EXERCISE DESCRIPTION: Which lines run from the one containing "Task: locate the island" to the end of the listing below? Write them out exactly, both ends included, with nothing else.

EXTRACTED INFORMATION:
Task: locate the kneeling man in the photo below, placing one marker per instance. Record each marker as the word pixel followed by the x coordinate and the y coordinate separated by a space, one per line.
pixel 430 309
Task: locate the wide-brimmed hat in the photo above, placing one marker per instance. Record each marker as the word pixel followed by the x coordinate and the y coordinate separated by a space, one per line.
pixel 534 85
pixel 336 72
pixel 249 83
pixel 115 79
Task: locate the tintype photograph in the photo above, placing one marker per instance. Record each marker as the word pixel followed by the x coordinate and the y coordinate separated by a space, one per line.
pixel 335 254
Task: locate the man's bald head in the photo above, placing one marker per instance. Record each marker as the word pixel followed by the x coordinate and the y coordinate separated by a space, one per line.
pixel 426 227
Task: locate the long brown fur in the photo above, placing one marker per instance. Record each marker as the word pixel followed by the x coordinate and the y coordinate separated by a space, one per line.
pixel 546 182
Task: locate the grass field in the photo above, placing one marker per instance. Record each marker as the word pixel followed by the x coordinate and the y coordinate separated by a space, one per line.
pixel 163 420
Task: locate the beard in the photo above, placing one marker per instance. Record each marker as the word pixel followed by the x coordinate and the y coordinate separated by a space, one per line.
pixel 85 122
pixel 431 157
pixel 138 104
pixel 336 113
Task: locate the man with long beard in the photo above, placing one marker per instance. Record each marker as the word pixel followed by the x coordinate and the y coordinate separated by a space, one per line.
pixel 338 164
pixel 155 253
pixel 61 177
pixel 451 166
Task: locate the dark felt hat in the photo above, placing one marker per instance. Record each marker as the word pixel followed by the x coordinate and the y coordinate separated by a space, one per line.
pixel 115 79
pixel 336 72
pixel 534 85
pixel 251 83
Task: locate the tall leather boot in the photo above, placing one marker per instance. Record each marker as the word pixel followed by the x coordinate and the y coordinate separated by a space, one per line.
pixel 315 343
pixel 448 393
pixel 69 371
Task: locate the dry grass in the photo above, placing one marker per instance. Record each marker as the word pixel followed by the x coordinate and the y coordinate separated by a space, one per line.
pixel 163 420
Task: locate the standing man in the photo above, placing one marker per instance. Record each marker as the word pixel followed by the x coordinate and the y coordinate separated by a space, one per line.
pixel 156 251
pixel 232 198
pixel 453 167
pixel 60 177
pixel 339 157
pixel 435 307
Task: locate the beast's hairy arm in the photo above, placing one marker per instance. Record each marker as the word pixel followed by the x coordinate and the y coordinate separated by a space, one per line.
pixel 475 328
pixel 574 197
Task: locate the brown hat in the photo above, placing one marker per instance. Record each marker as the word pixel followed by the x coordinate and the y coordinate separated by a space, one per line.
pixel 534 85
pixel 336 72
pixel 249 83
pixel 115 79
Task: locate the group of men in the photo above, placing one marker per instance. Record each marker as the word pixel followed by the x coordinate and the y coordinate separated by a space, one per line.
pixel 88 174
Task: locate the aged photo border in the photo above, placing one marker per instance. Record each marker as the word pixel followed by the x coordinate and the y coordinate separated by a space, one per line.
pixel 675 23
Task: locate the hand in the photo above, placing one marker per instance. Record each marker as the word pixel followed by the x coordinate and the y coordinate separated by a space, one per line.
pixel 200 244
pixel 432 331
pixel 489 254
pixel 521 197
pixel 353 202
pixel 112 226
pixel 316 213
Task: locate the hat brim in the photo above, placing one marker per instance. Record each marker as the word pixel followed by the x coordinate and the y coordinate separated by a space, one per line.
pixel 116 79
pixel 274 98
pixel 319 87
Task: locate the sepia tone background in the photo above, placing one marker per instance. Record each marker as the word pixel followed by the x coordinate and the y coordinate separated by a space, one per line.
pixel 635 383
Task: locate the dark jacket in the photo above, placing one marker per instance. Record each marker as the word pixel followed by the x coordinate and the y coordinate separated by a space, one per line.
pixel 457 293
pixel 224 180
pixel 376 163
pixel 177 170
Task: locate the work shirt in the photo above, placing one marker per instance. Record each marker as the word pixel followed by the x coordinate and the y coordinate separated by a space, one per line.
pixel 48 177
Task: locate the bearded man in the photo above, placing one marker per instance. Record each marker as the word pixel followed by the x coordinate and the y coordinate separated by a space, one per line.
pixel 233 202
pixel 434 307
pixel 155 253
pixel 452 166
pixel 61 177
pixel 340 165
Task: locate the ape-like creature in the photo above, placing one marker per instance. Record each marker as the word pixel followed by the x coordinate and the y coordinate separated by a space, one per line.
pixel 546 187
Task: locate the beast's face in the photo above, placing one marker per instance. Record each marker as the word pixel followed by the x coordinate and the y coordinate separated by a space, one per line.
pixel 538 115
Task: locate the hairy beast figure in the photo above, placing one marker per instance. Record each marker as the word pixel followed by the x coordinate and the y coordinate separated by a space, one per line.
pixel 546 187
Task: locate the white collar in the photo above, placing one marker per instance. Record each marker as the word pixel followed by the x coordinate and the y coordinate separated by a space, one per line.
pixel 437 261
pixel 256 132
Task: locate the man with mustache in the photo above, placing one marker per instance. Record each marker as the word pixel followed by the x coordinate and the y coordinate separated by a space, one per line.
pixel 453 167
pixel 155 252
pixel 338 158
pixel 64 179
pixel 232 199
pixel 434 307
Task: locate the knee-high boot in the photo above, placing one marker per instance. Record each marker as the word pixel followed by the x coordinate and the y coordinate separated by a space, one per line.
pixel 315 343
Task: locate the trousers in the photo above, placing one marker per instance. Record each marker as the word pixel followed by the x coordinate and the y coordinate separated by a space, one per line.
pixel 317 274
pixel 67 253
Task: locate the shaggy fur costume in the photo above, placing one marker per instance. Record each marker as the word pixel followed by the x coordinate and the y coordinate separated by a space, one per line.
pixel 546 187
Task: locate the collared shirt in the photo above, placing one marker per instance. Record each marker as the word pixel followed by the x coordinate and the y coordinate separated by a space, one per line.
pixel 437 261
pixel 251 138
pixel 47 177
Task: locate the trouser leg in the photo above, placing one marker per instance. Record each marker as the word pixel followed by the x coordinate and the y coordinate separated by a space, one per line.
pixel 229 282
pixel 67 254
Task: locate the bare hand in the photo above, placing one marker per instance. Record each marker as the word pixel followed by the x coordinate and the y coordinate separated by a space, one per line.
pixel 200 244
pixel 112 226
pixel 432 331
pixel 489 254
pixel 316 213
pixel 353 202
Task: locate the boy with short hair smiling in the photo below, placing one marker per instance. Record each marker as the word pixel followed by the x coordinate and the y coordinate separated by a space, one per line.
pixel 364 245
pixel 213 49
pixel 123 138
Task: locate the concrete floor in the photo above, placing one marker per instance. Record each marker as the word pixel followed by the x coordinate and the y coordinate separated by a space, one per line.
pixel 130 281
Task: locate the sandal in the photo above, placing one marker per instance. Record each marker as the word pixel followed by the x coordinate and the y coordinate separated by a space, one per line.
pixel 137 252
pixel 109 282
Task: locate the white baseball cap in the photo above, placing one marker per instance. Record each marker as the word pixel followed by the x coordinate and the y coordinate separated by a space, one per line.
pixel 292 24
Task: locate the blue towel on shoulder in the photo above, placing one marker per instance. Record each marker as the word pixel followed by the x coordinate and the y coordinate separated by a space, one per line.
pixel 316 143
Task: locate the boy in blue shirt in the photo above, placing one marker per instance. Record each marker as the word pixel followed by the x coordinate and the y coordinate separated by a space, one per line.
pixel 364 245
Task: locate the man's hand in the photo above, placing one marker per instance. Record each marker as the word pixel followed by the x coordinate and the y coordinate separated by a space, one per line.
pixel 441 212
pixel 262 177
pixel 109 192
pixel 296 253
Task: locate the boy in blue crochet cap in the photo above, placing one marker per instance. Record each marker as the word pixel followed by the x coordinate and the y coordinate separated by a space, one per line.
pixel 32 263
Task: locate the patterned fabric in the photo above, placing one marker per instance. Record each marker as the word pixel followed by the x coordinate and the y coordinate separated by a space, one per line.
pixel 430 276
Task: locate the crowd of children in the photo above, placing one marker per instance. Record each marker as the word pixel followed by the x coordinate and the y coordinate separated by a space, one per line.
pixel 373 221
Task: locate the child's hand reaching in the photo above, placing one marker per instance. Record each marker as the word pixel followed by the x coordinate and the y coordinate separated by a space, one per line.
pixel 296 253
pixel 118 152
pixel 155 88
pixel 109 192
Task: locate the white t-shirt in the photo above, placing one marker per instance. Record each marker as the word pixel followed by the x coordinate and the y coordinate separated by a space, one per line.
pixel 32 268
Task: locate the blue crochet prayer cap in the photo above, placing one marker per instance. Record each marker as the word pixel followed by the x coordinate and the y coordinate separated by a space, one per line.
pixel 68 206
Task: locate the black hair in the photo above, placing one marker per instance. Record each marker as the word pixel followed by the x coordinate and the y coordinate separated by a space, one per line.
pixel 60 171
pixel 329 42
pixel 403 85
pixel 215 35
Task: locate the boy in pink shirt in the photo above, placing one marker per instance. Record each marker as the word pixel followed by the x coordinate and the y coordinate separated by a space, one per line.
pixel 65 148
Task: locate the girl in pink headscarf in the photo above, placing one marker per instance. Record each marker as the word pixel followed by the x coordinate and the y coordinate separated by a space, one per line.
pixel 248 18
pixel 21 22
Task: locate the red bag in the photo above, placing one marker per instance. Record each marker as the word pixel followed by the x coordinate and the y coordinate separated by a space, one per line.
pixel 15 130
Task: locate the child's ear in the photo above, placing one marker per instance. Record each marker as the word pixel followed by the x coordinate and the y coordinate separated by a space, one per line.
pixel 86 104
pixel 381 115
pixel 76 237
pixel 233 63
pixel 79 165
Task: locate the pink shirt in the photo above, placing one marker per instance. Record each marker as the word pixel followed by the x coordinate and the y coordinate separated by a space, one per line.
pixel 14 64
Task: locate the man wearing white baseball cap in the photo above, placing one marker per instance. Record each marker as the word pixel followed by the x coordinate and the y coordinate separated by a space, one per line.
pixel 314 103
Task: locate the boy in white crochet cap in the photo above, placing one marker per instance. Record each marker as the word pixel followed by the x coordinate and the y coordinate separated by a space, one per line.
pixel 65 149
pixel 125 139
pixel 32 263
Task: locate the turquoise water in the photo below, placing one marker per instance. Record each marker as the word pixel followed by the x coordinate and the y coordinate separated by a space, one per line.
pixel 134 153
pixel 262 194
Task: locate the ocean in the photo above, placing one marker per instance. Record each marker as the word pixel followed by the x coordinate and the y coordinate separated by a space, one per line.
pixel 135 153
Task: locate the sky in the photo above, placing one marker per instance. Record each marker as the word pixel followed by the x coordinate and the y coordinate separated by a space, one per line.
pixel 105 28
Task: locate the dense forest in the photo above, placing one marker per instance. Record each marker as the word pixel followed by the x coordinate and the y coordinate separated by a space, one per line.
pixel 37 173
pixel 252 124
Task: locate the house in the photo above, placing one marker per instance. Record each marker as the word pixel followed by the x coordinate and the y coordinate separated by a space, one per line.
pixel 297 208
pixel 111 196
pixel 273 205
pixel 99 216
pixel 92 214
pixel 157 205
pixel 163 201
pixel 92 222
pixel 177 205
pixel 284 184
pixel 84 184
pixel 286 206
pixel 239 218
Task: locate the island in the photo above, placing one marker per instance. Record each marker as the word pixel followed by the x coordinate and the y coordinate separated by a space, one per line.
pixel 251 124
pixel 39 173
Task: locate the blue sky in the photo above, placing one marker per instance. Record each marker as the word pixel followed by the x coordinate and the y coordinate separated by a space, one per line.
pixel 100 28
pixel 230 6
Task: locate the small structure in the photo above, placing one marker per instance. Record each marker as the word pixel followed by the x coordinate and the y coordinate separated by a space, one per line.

TASK RESPONSE:
Task: locate the island in the photo above, placing one marker per instance. Record each marker as the word pixel followed by the x coordinate and the y coordinate separated by a space, one per line.
pixel 251 124
pixel 39 173
Task: locate the blue sky in the photo above, placing one marker per instance. Record each marker as the word pixel followed by the x coordinate and the y coordinate separated by a space, one per line.
pixel 100 28
pixel 230 6
Task: locate the small structure in the photo above, placing one marker per instance. Record each marker as the word pixel followed by the x coordinate and the y coordinate separated by a space, one per line.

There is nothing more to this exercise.